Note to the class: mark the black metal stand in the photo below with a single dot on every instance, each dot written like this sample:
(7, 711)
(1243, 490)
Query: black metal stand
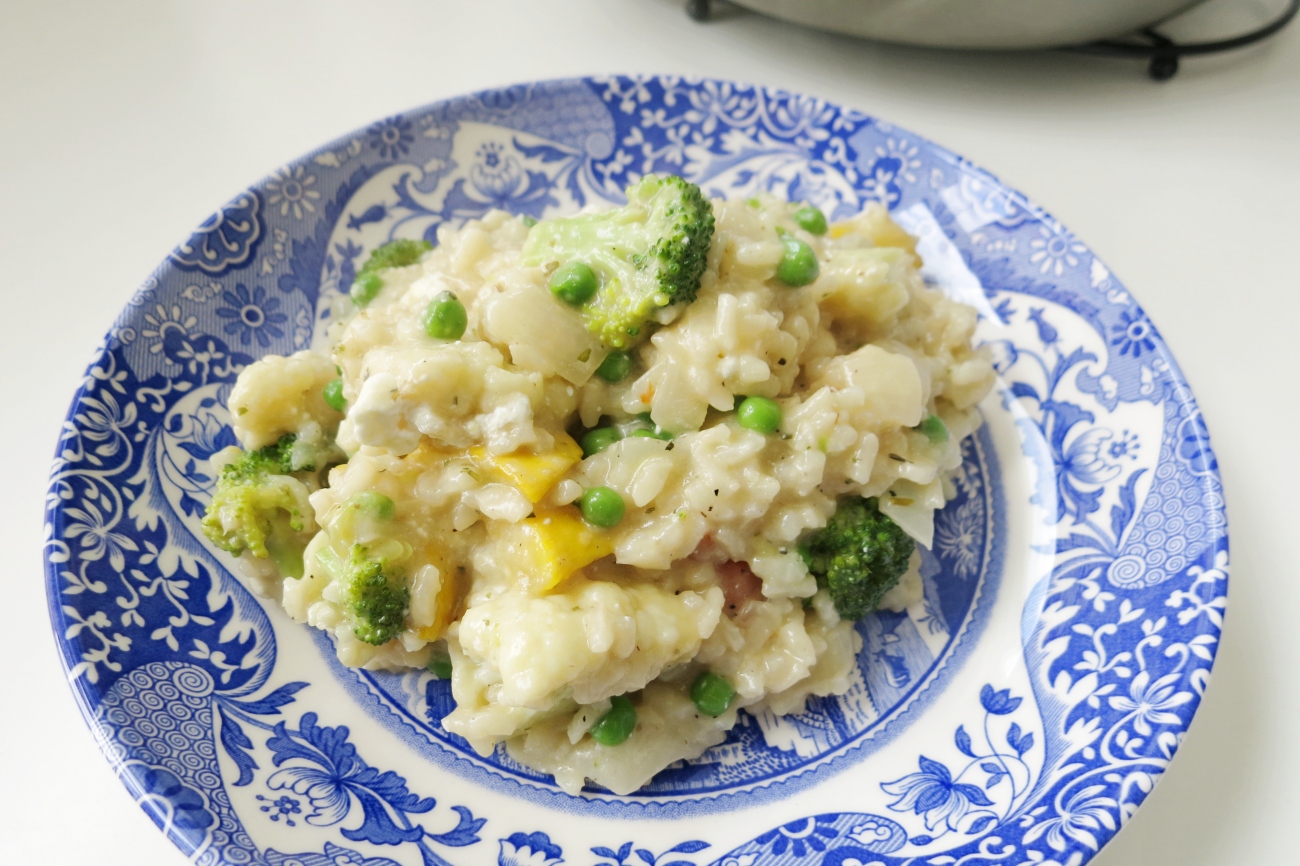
(1162, 52)
(1165, 53)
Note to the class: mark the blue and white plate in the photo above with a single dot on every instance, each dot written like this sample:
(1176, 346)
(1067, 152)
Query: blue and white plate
(1019, 714)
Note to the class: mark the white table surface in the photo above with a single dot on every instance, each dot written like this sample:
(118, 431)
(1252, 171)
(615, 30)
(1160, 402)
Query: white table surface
(124, 124)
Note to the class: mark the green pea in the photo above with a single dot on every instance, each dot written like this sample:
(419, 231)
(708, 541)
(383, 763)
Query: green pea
(798, 265)
(618, 724)
(333, 394)
(373, 503)
(573, 284)
(440, 666)
(445, 317)
(598, 440)
(615, 367)
(602, 507)
(711, 693)
(365, 288)
(810, 219)
(934, 428)
(759, 414)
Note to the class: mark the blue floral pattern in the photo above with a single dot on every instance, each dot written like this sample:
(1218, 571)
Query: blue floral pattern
(239, 762)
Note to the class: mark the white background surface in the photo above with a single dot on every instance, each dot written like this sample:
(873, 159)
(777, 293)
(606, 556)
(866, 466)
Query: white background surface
(125, 124)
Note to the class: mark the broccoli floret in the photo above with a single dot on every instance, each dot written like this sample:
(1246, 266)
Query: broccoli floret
(858, 555)
(394, 254)
(648, 255)
(259, 507)
(373, 593)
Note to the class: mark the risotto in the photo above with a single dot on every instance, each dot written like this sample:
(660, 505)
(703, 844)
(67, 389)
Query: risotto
(616, 476)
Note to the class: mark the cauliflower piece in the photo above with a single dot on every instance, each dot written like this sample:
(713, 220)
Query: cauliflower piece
(278, 395)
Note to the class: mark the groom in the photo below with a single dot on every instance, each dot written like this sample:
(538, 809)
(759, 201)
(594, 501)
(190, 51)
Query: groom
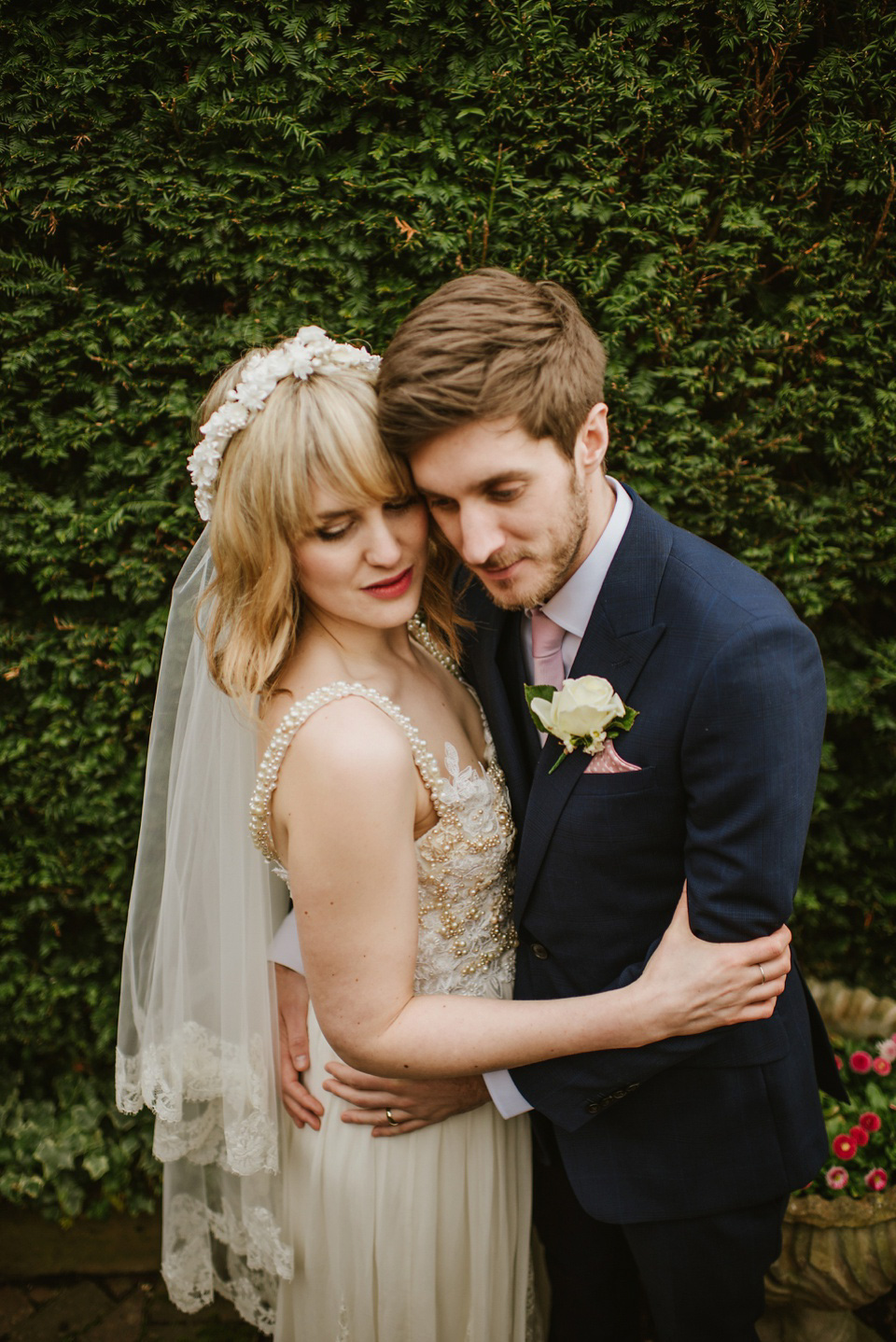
(668, 1164)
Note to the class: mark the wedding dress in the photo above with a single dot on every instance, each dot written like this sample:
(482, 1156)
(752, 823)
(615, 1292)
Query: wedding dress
(423, 1237)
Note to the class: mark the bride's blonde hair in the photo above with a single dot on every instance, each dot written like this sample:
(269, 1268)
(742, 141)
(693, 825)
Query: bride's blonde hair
(319, 432)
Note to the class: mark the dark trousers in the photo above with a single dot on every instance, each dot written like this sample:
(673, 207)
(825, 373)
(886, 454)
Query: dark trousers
(702, 1277)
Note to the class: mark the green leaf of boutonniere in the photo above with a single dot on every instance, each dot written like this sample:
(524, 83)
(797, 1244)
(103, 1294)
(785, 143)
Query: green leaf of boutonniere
(539, 692)
(623, 723)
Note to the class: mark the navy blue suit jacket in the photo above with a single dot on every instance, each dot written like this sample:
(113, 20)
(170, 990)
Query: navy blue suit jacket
(730, 692)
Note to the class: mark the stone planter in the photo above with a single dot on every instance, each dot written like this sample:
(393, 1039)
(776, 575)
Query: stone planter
(853, 1011)
(836, 1255)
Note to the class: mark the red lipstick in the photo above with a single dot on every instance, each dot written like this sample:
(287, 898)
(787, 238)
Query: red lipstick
(392, 587)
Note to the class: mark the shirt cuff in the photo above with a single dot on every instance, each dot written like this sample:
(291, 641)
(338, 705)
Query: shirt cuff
(285, 945)
(505, 1097)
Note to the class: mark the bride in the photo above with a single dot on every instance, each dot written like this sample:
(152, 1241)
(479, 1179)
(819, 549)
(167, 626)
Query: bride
(378, 802)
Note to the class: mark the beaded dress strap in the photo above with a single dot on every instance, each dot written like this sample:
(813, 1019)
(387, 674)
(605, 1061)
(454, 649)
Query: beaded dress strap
(290, 723)
(421, 635)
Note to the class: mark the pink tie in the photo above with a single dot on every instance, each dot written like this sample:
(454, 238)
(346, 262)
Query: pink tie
(548, 640)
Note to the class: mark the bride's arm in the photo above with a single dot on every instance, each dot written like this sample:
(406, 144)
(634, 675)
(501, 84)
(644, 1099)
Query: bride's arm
(345, 809)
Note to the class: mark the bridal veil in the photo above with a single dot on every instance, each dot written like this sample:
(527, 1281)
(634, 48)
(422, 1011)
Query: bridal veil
(197, 1022)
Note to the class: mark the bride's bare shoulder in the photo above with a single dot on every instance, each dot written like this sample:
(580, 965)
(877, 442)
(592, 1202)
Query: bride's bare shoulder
(349, 740)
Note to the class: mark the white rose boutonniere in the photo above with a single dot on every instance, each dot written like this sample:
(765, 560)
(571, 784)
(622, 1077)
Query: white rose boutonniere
(582, 716)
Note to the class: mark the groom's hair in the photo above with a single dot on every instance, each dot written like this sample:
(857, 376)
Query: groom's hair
(487, 346)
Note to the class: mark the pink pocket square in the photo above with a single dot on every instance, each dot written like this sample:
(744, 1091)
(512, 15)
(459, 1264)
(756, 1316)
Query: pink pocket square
(608, 762)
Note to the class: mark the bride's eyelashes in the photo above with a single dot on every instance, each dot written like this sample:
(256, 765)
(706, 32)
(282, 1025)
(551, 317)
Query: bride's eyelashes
(340, 529)
(334, 533)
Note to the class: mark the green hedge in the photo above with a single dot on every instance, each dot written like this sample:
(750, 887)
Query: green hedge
(183, 180)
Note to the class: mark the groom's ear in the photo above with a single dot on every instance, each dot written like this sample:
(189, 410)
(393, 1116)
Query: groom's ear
(593, 439)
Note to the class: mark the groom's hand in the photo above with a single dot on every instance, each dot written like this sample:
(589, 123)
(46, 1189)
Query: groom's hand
(293, 1026)
(411, 1103)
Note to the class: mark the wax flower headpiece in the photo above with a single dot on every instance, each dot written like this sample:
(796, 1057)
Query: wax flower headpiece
(309, 352)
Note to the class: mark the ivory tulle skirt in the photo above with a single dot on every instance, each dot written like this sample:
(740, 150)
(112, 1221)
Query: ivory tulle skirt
(412, 1238)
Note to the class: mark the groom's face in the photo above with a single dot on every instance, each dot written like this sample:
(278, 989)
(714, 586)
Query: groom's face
(514, 508)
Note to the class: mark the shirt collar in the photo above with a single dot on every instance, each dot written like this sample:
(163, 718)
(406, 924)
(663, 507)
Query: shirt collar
(573, 604)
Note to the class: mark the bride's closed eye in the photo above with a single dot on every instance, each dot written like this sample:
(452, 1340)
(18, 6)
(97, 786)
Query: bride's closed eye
(334, 533)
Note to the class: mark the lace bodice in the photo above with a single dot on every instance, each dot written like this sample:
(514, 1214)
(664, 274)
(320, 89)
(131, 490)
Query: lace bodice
(467, 940)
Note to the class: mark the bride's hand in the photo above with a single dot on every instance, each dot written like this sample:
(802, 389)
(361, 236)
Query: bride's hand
(696, 986)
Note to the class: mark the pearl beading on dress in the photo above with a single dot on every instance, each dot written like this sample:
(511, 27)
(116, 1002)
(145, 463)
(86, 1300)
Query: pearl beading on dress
(467, 937)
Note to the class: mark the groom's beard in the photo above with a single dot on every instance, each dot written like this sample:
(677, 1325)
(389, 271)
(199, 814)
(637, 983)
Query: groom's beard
(550, 563)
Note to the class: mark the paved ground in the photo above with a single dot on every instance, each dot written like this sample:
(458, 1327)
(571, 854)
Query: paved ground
(110, 1308)
(135, 1308)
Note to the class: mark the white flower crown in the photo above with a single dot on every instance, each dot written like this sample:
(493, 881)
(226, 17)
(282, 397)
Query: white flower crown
(310, 351)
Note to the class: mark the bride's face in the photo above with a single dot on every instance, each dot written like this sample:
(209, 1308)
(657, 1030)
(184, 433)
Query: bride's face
(364, 566)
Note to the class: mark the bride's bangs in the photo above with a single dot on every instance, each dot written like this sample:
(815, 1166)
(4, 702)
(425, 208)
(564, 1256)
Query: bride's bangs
(343, 453)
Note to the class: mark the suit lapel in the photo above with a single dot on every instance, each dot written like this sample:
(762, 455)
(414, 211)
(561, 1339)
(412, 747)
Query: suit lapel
(619, 640)
(490, 647)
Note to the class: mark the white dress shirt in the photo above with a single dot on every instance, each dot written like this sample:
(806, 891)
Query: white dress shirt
(571, 609)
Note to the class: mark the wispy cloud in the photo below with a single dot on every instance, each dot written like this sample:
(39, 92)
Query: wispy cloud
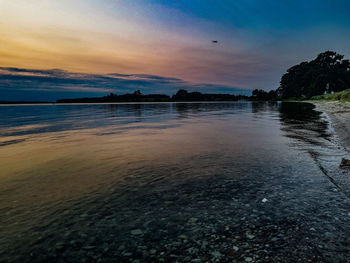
(29, 84)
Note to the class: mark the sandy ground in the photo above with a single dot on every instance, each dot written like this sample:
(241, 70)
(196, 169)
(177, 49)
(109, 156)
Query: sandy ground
(339, 112)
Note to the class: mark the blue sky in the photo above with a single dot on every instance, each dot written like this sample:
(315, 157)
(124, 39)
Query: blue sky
(257, 42)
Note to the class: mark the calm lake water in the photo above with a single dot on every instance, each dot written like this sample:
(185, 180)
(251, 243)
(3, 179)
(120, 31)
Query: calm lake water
(172, 182)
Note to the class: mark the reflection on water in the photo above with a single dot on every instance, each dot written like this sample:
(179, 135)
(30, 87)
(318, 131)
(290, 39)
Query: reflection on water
(169, 182)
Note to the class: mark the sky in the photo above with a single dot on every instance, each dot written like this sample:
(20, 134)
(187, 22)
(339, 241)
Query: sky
(73, 48)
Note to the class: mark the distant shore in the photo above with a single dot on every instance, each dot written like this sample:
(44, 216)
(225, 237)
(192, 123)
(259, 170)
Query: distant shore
(339, 113)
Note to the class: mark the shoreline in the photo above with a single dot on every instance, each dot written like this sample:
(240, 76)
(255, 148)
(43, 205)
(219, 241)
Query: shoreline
(339, 114)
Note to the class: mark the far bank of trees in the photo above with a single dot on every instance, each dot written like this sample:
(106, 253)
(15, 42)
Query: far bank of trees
(329, 72)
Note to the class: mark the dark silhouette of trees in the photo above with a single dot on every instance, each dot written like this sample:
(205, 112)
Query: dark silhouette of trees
(184, 95)
(329, 72)
(263, 95)
(137, 96)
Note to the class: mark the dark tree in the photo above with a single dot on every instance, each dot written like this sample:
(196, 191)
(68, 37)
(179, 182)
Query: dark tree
(329, 72)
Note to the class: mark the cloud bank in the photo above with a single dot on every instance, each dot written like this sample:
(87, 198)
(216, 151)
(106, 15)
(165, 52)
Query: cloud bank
(49, 85)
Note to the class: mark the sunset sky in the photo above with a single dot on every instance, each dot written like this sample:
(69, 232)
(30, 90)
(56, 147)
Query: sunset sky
(53, 49)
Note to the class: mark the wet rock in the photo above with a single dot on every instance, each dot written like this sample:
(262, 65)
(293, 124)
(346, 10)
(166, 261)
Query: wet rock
(235, 248)
(193, 220)
(136, 232)
(345, 164)
(250, 236)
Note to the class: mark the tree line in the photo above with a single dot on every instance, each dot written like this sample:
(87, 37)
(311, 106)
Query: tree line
(328, 73)
(181, 96)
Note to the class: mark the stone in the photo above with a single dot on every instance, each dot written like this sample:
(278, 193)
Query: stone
(193, 220)
(345, 164)
(235, 248)
(136, 232)
(183, 237)
(249, 236)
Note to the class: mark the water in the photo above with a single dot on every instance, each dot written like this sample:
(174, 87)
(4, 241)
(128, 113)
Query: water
(181, 182)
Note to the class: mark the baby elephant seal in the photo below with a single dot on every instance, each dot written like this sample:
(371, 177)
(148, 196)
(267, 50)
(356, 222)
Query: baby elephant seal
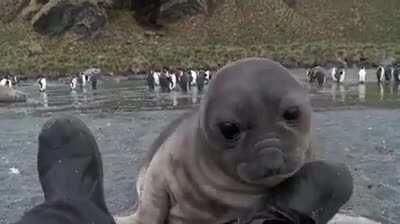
(251, 135)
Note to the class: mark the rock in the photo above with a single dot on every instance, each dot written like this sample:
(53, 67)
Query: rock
(85, 18)
(9, 95)
(345, 219)
(33, 7)
(35, 49)
(9, 9)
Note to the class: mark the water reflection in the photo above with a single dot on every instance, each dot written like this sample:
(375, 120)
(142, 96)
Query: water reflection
(338, 92)
(45, 99)
(133, 95)
(361, 92)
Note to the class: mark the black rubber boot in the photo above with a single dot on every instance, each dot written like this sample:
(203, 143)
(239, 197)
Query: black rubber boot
(71, 174)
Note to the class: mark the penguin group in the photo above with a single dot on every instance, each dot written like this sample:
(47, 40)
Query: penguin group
(337, 75)
(8, 81)
(177, 80)
(83, 78)
(388, 73)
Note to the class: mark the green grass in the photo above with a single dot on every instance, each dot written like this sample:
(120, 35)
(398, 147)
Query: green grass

◇ ◇ ◇ ◇ ◇ ◇ ◇

Your goal: Copy out word for word every line from the one containing "Note to the class: mark the baby" through the last line of the items, with both ends included. Leave the pictures out of your copy.

Answer to the task:
Note to the class: mark the baby elephant seal in the photo below with a single dot on every instance, each dot written like this sample:
(371, 177)
(148, 196)
(267, 50)
(356, 222)
Query: baby elephant seal
(251, 135)
Note to the class: mark the rock in the photo above with a single dot on every instance, each dot written like this sample:
(53, 67)
Query: rock
(85, 18)
(9, 95)
(345, 219)
(33, 7)
(35, 49)
(9, 9)
Note to the class: mark the water reflection in the photo above with a single dot on every instance, each dot written like this sample:
(375, 120)
(142, 96)
Query: water reflection
(338, 92)
(45, 99)
(133, 95)
(361, 92)
Note to the class: mark the black rubber boot in the photo above with a single dot on every instance, each dot written like this sample:
(203, 143)
(239, 197)
Query: black rubber boot
(71, 174)
Note to the class: mark the penguin group in the photo above with a single dot on every instance, each dot written like this sample:
(47, 40)
Query: penguin group
(337, 75)
(8, 81)
(177, 80)
(83, 78)
(388, 73)
Note to the class: mark the green grass in the photo above with a single dot on every instance, each dot written like this sample:
(120, 35)
(398, 147)
Query: green grass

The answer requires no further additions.